━━━━━ Supplied passage ━━━━━
Cuba and the United Nations Food and Agriculture Organization (FAO) signed an agreement for the execution of a project to confront climate change for an amount of 119 million dollars. It will benefit vulnerable communities distributed in three of the island’s provinces.
The Ministry of Agriculture (MINAG) and FAO designed the project approved at the Board of the Green Climate Fund (FVC), held in Geneva, Switzerland, according to the Agecia Cubana de Noticias (ACN) news agency.
The FVC will contribute 38.2 million dollars, while the Cuban government will contribute 81.7 million in co-financing for a project that is the first in the nation supported by the Fund, and the fourth jointly formulated with the FAO in Latin America and the Caribbean, approved by that international financial mechanism.
The initiative “Increasing the resilience of rural families and communities to the climate through the rehabilitation of productive territories in selected localities of the Republic of Cuba,” will be implemented in seven of the municipalities most vulnerable to the effects of climate change in the Cuban provinces of Matanzas, Villa Clara and Las Tunas.
━━━━━ Recorded data ━━━━━
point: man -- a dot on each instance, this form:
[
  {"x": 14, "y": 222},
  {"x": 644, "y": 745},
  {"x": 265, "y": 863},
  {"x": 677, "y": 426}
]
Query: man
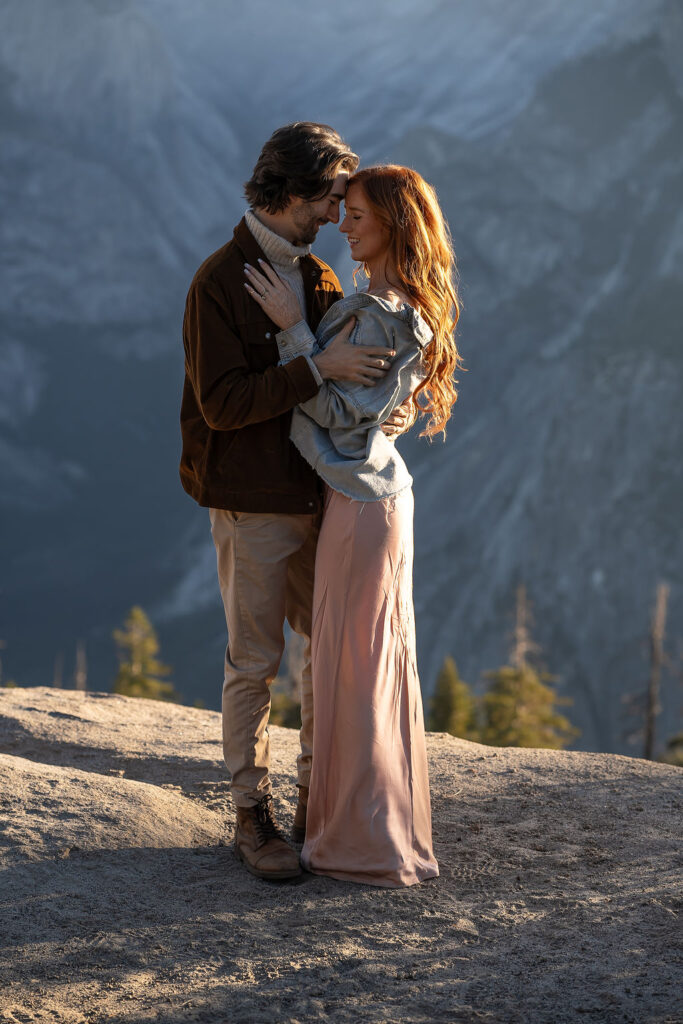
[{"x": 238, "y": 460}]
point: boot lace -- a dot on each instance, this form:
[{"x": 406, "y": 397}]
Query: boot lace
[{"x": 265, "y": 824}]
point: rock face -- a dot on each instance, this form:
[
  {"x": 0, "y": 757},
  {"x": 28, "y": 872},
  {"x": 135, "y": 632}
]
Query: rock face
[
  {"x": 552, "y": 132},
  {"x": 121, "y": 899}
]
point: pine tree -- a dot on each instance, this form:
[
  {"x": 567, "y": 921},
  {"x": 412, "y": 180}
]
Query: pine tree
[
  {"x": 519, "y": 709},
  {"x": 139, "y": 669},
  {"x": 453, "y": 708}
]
━━━━━
━━━━━ Recorded data ━━━━━
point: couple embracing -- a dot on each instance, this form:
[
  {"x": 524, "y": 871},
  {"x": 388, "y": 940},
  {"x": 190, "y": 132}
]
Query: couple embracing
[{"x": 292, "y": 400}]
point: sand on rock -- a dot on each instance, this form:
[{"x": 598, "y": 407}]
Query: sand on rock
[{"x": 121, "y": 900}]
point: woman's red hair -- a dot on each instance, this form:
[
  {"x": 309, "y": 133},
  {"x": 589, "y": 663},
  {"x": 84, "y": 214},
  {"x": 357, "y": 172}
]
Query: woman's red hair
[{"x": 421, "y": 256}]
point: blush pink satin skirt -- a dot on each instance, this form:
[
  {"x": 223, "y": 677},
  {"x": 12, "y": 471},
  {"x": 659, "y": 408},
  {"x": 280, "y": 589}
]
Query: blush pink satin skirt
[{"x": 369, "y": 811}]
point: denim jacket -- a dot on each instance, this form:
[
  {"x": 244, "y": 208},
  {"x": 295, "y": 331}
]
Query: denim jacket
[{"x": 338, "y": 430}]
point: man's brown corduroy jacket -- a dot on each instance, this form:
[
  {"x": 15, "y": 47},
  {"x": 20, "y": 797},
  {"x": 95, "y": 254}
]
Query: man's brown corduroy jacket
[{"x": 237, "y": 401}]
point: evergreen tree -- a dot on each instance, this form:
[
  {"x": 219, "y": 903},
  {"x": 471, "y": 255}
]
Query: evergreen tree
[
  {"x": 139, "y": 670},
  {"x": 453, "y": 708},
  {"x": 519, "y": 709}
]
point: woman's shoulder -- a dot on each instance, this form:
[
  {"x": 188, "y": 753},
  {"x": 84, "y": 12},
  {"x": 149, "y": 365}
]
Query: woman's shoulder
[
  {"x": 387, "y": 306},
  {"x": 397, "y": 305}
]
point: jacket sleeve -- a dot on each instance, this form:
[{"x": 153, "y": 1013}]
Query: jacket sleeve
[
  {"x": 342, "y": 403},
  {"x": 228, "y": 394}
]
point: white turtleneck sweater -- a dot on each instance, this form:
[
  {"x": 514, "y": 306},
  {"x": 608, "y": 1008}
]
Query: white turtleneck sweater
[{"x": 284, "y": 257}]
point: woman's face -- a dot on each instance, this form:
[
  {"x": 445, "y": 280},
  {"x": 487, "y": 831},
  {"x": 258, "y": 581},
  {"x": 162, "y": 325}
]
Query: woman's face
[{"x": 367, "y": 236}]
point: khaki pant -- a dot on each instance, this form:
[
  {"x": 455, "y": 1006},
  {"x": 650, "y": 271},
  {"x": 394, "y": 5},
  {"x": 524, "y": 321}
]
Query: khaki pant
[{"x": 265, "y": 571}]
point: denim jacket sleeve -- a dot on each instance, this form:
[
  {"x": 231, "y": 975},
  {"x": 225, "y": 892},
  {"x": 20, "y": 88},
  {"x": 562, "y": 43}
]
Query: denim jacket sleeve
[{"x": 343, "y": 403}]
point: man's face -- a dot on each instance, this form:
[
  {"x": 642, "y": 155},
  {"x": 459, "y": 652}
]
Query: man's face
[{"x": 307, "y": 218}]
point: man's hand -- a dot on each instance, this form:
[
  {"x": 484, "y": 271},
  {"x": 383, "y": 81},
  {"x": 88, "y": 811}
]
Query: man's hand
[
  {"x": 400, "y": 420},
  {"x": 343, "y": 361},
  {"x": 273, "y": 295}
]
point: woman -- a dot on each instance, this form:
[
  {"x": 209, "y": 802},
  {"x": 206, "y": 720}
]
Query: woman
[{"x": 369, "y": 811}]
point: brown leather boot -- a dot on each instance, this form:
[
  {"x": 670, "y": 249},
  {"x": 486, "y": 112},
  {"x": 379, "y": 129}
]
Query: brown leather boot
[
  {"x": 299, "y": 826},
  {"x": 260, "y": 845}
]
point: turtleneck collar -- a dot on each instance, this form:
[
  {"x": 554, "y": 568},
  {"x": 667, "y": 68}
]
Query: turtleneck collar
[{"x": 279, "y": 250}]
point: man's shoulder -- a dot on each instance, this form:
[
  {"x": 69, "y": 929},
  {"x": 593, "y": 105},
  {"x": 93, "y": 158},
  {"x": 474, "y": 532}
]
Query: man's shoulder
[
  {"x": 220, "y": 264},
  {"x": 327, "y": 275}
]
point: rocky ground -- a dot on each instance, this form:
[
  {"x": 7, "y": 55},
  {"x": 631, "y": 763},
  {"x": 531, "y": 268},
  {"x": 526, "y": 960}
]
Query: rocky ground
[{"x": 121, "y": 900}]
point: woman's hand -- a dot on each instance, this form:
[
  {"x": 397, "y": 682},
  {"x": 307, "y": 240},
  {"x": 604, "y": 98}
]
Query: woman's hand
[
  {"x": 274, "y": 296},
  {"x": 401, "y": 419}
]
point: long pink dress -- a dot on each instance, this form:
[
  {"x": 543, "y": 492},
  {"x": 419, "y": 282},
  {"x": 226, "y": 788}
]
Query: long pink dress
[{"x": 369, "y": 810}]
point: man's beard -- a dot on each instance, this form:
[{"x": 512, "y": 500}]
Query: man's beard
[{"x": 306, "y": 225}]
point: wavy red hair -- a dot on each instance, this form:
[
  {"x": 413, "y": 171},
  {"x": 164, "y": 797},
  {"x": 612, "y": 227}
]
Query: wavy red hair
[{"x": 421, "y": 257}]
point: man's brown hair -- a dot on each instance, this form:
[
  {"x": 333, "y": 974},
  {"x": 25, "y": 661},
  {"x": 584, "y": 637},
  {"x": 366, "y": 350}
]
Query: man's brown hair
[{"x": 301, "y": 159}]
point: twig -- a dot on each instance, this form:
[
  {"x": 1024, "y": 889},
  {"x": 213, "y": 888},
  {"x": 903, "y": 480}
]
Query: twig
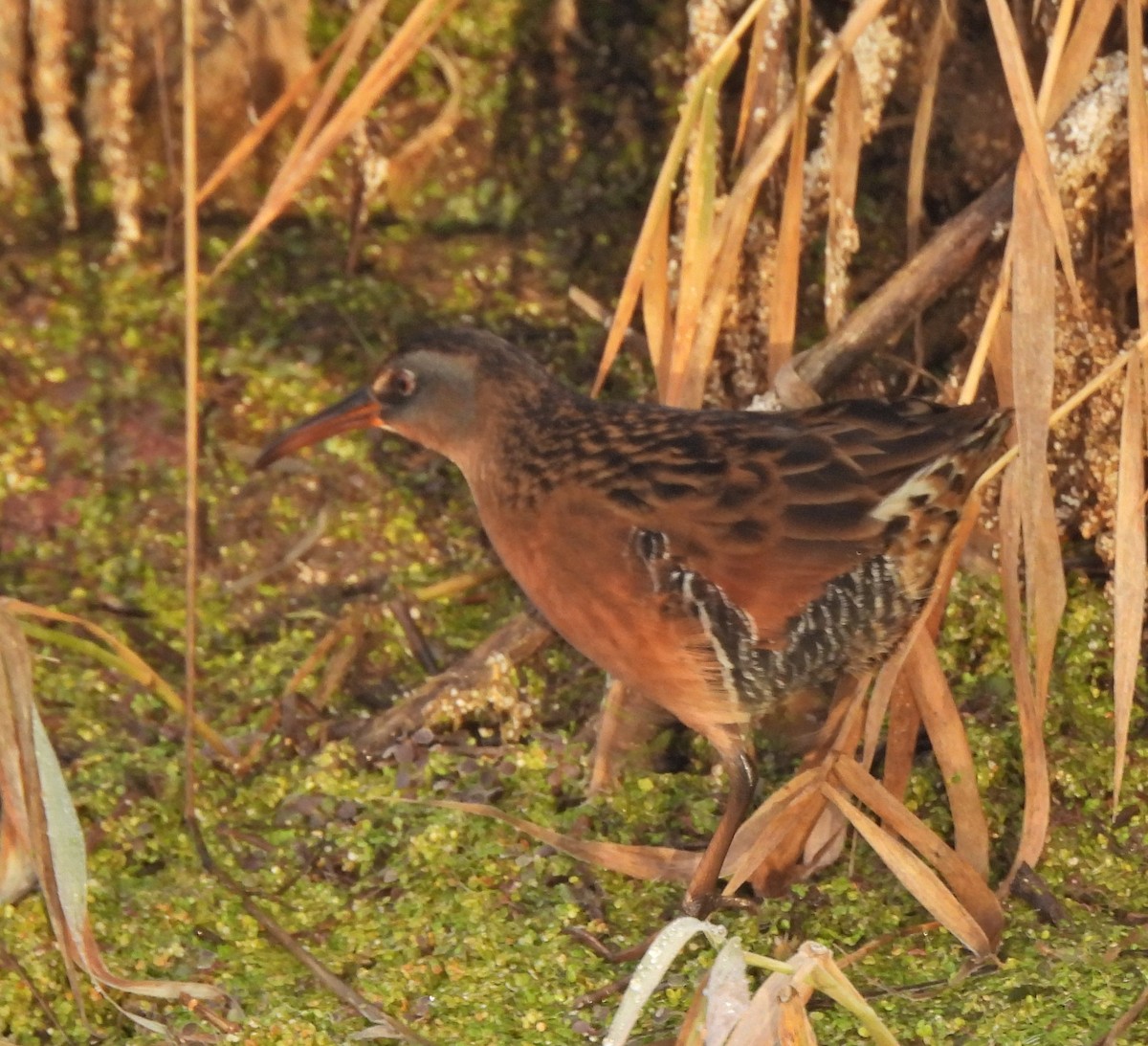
━━━━━
━━━━━ Recorded data ━━━━━
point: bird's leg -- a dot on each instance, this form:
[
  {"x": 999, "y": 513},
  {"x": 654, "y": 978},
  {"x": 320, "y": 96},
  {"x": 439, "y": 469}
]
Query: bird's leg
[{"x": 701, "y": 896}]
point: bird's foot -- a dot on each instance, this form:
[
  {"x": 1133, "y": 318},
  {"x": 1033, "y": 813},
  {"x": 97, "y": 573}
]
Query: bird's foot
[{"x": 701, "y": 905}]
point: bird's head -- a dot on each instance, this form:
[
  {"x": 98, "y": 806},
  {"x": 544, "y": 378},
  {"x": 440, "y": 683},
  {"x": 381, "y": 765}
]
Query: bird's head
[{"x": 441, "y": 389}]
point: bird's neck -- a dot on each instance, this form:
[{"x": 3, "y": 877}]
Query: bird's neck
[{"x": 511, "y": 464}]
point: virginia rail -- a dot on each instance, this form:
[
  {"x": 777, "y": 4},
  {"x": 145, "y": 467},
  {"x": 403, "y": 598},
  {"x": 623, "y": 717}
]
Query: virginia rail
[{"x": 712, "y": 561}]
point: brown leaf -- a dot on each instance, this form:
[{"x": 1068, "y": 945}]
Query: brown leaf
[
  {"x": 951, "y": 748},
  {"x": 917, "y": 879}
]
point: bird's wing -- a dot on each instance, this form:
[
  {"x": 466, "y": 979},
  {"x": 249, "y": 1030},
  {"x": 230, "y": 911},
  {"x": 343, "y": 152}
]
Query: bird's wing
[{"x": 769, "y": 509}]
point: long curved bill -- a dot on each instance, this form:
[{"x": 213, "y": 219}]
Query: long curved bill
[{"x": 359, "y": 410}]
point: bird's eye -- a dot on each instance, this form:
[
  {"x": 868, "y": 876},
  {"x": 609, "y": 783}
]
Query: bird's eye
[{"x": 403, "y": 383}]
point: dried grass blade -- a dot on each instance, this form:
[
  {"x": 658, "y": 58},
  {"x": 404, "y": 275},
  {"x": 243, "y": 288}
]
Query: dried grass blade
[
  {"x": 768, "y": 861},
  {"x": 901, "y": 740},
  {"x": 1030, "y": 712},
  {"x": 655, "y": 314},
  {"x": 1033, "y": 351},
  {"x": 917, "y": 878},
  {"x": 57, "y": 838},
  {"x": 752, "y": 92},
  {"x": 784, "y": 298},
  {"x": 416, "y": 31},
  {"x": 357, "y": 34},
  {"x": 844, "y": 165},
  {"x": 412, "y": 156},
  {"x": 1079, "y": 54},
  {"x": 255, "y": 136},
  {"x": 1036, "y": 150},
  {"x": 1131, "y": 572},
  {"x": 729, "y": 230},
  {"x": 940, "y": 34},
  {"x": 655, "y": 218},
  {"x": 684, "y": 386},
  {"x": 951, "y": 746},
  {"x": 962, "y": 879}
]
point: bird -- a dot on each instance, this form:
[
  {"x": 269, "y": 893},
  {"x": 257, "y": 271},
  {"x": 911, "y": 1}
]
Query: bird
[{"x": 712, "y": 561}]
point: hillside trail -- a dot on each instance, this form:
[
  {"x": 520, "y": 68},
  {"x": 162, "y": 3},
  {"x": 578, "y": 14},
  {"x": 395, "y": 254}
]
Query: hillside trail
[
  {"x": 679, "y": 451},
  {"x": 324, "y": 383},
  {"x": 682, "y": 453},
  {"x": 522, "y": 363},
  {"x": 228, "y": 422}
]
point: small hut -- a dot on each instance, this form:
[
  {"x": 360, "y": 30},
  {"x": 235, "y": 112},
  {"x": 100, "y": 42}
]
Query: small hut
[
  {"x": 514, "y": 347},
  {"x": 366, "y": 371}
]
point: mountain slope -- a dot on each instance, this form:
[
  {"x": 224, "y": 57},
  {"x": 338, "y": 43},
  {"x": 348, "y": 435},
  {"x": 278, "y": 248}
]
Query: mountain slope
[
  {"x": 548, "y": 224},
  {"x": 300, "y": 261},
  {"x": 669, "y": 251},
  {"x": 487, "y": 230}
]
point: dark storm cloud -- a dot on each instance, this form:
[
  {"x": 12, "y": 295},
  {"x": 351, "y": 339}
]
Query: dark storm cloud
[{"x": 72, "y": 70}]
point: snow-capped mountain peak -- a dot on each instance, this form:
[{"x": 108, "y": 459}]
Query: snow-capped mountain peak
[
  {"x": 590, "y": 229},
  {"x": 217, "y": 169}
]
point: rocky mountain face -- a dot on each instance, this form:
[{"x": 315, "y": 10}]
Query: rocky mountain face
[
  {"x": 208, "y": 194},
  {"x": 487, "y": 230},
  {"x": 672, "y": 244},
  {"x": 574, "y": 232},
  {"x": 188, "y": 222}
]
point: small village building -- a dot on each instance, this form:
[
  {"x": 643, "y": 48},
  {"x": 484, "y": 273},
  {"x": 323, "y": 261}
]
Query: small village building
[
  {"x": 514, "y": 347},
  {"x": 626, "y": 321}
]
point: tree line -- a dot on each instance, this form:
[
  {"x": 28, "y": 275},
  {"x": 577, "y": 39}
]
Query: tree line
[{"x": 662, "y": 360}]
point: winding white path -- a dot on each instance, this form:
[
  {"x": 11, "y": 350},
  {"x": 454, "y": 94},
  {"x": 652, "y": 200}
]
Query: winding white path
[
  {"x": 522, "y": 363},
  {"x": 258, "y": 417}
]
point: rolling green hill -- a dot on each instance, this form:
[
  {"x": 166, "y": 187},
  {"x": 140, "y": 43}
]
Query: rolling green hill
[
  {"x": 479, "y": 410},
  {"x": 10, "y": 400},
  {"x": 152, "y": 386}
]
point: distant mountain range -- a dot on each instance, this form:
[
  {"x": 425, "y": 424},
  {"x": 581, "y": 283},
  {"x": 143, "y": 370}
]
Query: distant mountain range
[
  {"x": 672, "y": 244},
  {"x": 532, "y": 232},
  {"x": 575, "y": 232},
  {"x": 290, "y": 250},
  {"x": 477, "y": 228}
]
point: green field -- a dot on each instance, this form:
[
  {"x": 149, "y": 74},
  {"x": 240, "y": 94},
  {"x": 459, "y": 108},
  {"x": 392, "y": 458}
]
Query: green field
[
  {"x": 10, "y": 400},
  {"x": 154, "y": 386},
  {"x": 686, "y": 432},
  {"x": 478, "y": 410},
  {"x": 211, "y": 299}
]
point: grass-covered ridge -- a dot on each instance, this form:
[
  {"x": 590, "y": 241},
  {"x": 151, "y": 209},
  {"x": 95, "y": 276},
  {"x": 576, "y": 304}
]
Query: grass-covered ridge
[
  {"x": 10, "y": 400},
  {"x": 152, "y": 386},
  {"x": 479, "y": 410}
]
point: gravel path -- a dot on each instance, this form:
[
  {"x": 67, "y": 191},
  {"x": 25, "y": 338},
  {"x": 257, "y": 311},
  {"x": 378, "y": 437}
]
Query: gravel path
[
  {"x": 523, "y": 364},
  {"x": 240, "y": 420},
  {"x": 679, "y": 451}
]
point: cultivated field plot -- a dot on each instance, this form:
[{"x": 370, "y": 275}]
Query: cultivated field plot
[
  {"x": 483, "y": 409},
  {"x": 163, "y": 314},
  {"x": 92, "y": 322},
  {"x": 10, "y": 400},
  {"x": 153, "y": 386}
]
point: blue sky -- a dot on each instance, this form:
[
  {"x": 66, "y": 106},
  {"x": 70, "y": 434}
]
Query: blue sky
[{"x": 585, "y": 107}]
━━━━━
### Work to complete
List the Cuban provinces that the passage on the Cuba–FAO climate project names as the places where the project will be carried out.

### Answer to the problem
Matanzas, Villa Clara and Las Tunas.